▶ [TASK OBJECTIVE]
Each line of the data below must be reproduced without any change.

▼

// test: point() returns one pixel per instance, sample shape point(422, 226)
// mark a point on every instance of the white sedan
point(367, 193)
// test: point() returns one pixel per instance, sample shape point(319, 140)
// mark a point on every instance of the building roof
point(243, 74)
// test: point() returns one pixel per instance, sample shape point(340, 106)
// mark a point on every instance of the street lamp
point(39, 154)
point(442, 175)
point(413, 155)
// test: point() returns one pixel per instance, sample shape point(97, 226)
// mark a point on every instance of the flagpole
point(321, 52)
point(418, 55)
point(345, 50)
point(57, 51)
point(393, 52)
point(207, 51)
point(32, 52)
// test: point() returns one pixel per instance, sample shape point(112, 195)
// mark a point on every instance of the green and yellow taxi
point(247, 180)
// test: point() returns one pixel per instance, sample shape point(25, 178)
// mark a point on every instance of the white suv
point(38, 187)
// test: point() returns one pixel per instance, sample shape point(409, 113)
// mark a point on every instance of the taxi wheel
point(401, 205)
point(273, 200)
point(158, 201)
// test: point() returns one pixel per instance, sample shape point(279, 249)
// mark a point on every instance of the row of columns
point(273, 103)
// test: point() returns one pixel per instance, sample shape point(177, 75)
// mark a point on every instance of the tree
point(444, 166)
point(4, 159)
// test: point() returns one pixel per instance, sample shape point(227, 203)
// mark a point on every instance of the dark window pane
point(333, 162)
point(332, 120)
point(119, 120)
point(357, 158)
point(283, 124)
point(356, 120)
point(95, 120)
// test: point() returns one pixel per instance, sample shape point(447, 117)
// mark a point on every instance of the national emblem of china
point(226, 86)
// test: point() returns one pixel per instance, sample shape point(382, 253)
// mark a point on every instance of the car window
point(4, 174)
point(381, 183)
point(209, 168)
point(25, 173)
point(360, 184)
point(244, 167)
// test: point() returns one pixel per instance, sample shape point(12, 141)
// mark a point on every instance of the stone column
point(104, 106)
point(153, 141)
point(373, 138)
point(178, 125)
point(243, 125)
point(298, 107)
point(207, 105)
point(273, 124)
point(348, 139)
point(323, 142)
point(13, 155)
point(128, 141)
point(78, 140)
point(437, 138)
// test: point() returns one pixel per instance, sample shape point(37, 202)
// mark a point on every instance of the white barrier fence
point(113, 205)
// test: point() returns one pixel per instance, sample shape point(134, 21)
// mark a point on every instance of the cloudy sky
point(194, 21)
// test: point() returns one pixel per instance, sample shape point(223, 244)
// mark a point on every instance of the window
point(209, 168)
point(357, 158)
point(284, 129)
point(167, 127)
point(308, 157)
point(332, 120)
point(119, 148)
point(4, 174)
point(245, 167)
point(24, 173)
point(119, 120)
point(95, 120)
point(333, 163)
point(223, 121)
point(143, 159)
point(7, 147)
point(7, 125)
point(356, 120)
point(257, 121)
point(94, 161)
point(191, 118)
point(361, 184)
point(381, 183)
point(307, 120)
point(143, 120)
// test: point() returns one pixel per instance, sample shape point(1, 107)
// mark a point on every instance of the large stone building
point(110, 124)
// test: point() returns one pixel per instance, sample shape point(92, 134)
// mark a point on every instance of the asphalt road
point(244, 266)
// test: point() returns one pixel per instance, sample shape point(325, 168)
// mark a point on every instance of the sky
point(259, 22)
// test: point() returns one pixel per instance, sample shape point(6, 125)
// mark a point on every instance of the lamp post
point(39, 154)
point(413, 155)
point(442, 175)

▲

▶ [EXERCISE ANSWER]
// test: point() returns one pixel per instance, sample shape point(422, 226)
// mark a point on every instance of the white sedan
point(367, 193)
// test: point() returns one pixel per instance, sample shape point(319, 140)
// mark a point on every instance of the building roof
point(243, 74)
// test: point() returns one pixel per instance, sample shape point(340, 106)
// mark a point on every instance of the street lamp
point(39, 154)
point(442, 175)
point(413, 155)
// test: point() returns one pixel per instance, sample shape point(97, 226)
// mark a point on every instance of the flagpole
point(321, 52)
point(418, 55)
point(345, 50)
point(57, 51)
point(393, 52)
point(207, 51)
point(32, 52)
// test: point() returns one pixel per instance, sample shape point(112, 195)
// mark a point on every instance of the green and yellow taxi
point(247, 180)
// test: point() returns one pixel per instance, sample shape point(25, 178)
// mark a point on every instance of the white suv
point(38, 187)
// test: point() returns one pixel per instance, sample shape point(409, 113)
// mark a point on every instance of the taxi wheel
point(401, 205)
point(273, 200)
point(158, 201)
// test: point() returns one pixel per instance, sample shape point(279, 249)
// mark a point on every instance of the row of columns
point(273, 103)
// test: point() returns one pixel per instance, sample shape point(177, 75)
// mark a point on every instance of the tree
point(444, 166)
point(4, 159)
// test: point() returns one pixel per instance, sample shape point(227, 203)
// mark a point on every instance of the dark window pane
point(333, 162)
point(332, 120)
point(119, 120)
point(357, 158)
point(283, 124)
point(356, 120)
point(95, 120)
// test: point() returns one pixel per instance, sample shape point(447, 117)
// mark a point on every instance of the national emblem of china
point(226, 86)
// test: point() returns one pixel per instance, sample shape point(382, 253)
// mark a point on every instance of the car window
point(4, 174)
point(381, 183)
point(209, 168)
point(25, 173)
point(360, 184)
point(244, 167)
// test: point() returns one pixel per instance, sample shape point(12, 141)
// mark a point on every instance of the stone column
point(104, 106)
point(153, 141)
point(373, 138)
point(178, 125)
point(243, 125)
point(298, 107)
point(207, 105)
point(273, 124)
point(348, 139)
point(323, 142)
point(13, 155)
point(128, 141)
point(78, 140)
point(437, 138)
// test: point() returns one pixel per instance, sample shape point(37, 202)
// mark a point on every instance of the white barrier fence
point(113, 205)
// test: point() returns one pixel per instance, sample shape point(134, 21)
// mark a point on every instance of the cloudy sky
point(194, 21)
// test: point() returns one pixel per instance, sample shape point(223, 244)
// mark a point on every instance of the window
point(209, 168)
point(357, 158)
point(284, 129)
point(167, 127)
point(308, 157)
point(332, 120)
point(119, 148)
point(4, 174)
point(245, 167)
point(24, 173)
point(119, 120)
point(95, 120)
point(333, 163)
point(223, 121)
point(143, 159)
point(7, 147)
point(7, 125)
point(356, 120)
point(257, 121)
point(94, 161)
point(191, 118)
point(361, 184)
point(381, 183)
point(307, 120)
point(143, 120)
// test: point() returns one pixel per instance, sample shape point(1, 107)
// mark a point on every instance of the large stone building
point(110, 124)
// test: point() returns one pixel per instance, sample shape point(92, 134)
// mark a point on every instance of the asphalt road
point(244, 266)
// test: point() returns one pixel per instance, sample shape point(325, 168)
// mark a point on every instance of the sky
point(259, 22)
// test: point() returns one pixel per instance, sample shape point(6, 125)
// mark a point on every instance of the lamp post
point(39, 154)
point(413, 155)
point(442, 175)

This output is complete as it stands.